++++ Material da tarefa

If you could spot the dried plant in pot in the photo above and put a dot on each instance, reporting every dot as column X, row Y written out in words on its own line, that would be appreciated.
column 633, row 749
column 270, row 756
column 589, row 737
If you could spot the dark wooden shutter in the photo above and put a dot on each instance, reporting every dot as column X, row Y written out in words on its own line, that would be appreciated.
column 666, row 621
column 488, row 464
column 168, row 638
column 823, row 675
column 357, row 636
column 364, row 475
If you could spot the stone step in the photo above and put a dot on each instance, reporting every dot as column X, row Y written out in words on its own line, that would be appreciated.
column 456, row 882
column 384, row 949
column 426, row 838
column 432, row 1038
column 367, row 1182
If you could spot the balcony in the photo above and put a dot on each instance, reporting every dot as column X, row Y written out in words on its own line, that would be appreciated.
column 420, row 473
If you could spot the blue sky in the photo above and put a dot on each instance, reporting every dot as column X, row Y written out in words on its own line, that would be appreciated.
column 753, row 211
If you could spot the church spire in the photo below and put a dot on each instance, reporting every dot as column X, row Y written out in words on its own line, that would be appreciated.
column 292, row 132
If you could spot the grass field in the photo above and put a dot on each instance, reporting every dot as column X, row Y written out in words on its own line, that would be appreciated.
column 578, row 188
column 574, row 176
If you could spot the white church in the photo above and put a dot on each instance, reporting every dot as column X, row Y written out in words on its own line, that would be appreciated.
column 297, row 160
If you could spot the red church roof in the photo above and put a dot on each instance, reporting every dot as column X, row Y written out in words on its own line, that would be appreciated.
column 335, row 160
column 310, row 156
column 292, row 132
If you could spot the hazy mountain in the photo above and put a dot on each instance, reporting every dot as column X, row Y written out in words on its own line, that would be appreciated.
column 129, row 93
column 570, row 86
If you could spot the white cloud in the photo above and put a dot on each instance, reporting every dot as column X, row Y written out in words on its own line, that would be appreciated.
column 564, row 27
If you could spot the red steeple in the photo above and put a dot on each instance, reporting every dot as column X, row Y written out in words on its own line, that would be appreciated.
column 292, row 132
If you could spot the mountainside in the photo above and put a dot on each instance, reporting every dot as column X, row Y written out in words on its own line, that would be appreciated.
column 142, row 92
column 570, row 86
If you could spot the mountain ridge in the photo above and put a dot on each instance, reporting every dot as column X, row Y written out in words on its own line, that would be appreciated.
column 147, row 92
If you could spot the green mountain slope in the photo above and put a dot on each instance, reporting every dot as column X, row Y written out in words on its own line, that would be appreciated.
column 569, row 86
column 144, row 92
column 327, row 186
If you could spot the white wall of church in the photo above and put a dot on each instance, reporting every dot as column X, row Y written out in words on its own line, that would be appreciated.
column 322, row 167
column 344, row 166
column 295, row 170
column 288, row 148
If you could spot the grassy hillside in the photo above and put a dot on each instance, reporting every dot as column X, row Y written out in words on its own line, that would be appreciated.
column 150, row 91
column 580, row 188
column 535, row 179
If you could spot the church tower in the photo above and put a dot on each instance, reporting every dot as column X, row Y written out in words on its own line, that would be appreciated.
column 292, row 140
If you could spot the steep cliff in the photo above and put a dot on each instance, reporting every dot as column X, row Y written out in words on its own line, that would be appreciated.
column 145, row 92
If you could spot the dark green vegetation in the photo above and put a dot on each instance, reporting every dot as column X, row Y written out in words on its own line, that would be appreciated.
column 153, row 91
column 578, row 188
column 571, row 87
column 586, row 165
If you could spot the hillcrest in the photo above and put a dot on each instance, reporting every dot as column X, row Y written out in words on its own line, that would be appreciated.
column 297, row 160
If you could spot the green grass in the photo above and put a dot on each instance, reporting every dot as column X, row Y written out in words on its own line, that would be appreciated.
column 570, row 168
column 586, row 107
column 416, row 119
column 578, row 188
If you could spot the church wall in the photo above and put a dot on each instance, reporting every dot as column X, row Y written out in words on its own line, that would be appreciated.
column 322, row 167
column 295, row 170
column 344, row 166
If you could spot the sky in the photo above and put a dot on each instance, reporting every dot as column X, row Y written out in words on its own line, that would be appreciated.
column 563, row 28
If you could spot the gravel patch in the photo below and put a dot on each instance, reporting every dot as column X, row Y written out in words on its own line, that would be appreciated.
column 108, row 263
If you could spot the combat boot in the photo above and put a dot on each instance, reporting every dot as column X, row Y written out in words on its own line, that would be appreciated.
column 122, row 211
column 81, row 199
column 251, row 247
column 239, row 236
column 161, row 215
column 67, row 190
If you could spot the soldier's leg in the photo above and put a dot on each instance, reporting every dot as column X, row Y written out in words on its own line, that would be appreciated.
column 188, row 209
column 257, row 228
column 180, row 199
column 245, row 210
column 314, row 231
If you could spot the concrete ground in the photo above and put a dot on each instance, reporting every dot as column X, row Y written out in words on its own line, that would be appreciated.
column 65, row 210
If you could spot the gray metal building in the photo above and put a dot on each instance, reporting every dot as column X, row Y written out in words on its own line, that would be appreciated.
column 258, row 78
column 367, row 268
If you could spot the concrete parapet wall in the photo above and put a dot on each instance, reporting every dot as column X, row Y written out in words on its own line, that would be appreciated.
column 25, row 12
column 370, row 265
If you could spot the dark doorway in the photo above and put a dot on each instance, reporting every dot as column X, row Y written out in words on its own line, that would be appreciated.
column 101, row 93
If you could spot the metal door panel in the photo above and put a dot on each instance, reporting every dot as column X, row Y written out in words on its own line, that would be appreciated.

++++++++

Instruções e requisitos: Converta todas as linhas da listagem acima em uma lista numerada, omitindo as linhas em branco.

Resposta esperada:
1. If you could spot the dried plant in pot in the photo above and put a dot on each instance, reporting every dot as column X, row Y written out in words on its own line, that would be appreciated.
2. column 633, row 749
3. column 270, row 756
4. column 589, row 737
5. If you could spot the dark wooden shutter in the photo above and put a dot on each instance, reporting every dot as column X, row Y written out in words on its own line, that would be appreciated.
6. column 666, row 621
7. column 488, row 464
8. column 168, row 638
9. column 823, row 675
10. column 357, row 636
11. column 364, row 475
12. If you could spot the stone step in the photo above and put a dot on each instance, reporting every dot as column X, row Y written out in words on its own line, that would be appreciated.
13. column 456, row 882
14. column 384, row 949
15. column 426, row 838
16. column 432, row 1038
17. column 367, row 1182
18. If you could spot the balcony in the photo above and put a dot on each instance, reporting every dot as column X, row Y written out in words on its own line, that would be appreciated.
19. column 420, row 473
20. If you could spot the blue sky in the photo above and put a dot on each instance, reporting every dot as column X, row Y written out in words on its own line, that would be appreciated.
21. column 753, row 211
22. If you could spot the church spire in the photo below and put a dot on each instance, reporting every dot as column X, row Y written out in words on its own line, that would be appreciated.
23. column 292, row 132
24. If you could spot the grass field in the photo above and put a dot on each instance, reporting every dot as column X, row Y written out in words on its own line, that would be appreciated.
25. column 578, row 188
26. column 574, row 176
27. If you could spot the white church in the photo above and put a dot on each instance, reporting every dot as column X, row Y written out in words on its own line, that would be appreciated.
28. column 297, row 160
29. If you could spot the red church roof in the photo above and put a dot on each instance, reporting every dot as column X, row Y written out in words on its own line, that would be appreciated.
30. column 335, row 160
31. column 310, row 156
32. column 292, row 132
33. If you could spot the hazy mountain in the photo above and put a dot on each instance, reporting every dot as column X, row Y written out in words on its own line, that would be appreciated.
34. column 129, row 93
35. column 570, row 86
36. If you could spot the white cloud in the photo above and put a dot on each instance, reporting every dot as column X, row Y written out in words on its own line, that would be appreciated.
37. column 564, row 27
38. If you could spot the red steeple in the photo above and put a dot on each instance, reporting every dot as column X, row Y written out in words on its own line, that would be appreciated.
39. column 292, row 132
40. If you could spot the mountainside in the photo above and put a dot on each instance, reporting every dot as column X, row Y written out in words on its own line, that would be appreciated.
41. column 142, row 92
42. column 570, row 86
43. If you could spot the mountain ridge in the photo above and put a dot on each instance, reporting every dot as column X, row Y written out in words on its own line, that would be appreciated.
44. column 147, row 92
45. If you could spot the green mountain slope in the photo above and put a dot on each instance, reporting every dot as column X, row Y written out in words on its own line, that would be appreciated.
46. column 569, row 86
47. column 144, row 92
48. column 327, row 186
49. If you could spot the white wall of church in the photo above and put a dot on each instance, reporting every dot as column X, row Y written out in words on its own line, that would be appreciated.
50. column 322, row 167
51. column 344, row 166
52. column 295, row 170
53. column 288, row 148
54. If you could spot the grassy hillside in the photo above and put a dot on each instance, reporting every dot as column X, row Y written out in words on its own line, that would be appreciated.
55. column 150, row 91
56. column 580, row 188
57. column 535, row 179
58. If you could spot the church tower in the photo above and put a dot on each instance, reporting every dot as column X, row Y written out in words on its own line, that would be appreciated.
59. column 292, row 140
60. If you could spot the steep cliff in the photo above and put a dot on each instance, reporting every dot as column X, row Y written out in words on its own line, that would be appreciated.
61. column 145, row 92
62. If you could spot the dark green vegetation in the photo above and put a dot on each instance, reporting every dot as column X, row Y written out in words on its own line, that would be appreciated.
63. column 153, row 91
64. column 578, row 188
65. column 571, row 87
66. column 586, row 165
67. If you could spot the hillcrest in the photo above and put a dot on each instance, reporting every dot as column X, row Y written out in words on its own line, that would be appreciated.
68. column 297, row 160
69. If you could spot the green grass in the photo above and put a dot on each instance, reporting every dot as column X, row Y written out in words on its own line, that would be appreciated.
70. column 570, row 168
71. column 586, row 107
72. column 416, row 119
73. column 578, row 188
74. If you could spot the church wall in the photo above and put a dot on each instance, reporting every dot as column X, row Y written out in words on its own line, that would be appreciated.
75. column 322, row 167
76. column 295, row 170
77. column 344, row 166
78. If you could spot the sky in the photo above and put a dot on each instance, reporting every dot as column X, row Y written out in words on its own line, that would be appreciated.
79. column 563, row 28
80. If you could spot the gravel patch in the photo below and put a dot on each instance, reporting every dot as column X, row Y written out in words on its own line, that would be appreciated.
81. column 108, row 263
82. If you could spot the combat boot in the photo above and put a dot on each instance, reporting every dot as column X, row Y written out in words on its own line, that would be appreciated.
83. column 122, row 211
84. column 81, row 199
85. column 251, row 247
86. column 239, row 236
87. column 161, row 215
88. column 67, row 190
89. If you could spot the soldier's leg in the photo above and put a dot on each instance, reporting every dot as column X, row Y written out in words on its own line, that would be appreciated.
90. column 188, row 209
91. column 257, row 228
92. column 180, row 199
93. column 245, row 210
94. column 314, row 231
95. If you could spot the concrete ground in the photo above and put a dot on each instance, reporting every dot as column X, row Y written out in words on its own line, that would be appreciated.
96. column 65, row 210
97. If you could spot the gray metal building in the photo above and put a dot on each instance, reporting every dot as column X, row Y written out in words on its own line, that would be appreciated.
98. column 258, row 78
99. column 367, row 268
100. If you could spot the concrete parapet wall in the photo above and put a dot on each instance, reporting every dot as column X, row Y written out in words on its own line, that would be appreciated.
101. column 25, row 12
102. column 370, row 265
103. If you could spot the dark doorway in the photo above and put a dot on each instance, reporting every dot as column X, row Y written out in words on its own line, that would be appreciated.
104. column 101, row 93
105. If you could spot the metal door panel in the photo above and put a dot on each instance, reporting every dot as column X, row Y written out in words on its own line, that would be appreciated.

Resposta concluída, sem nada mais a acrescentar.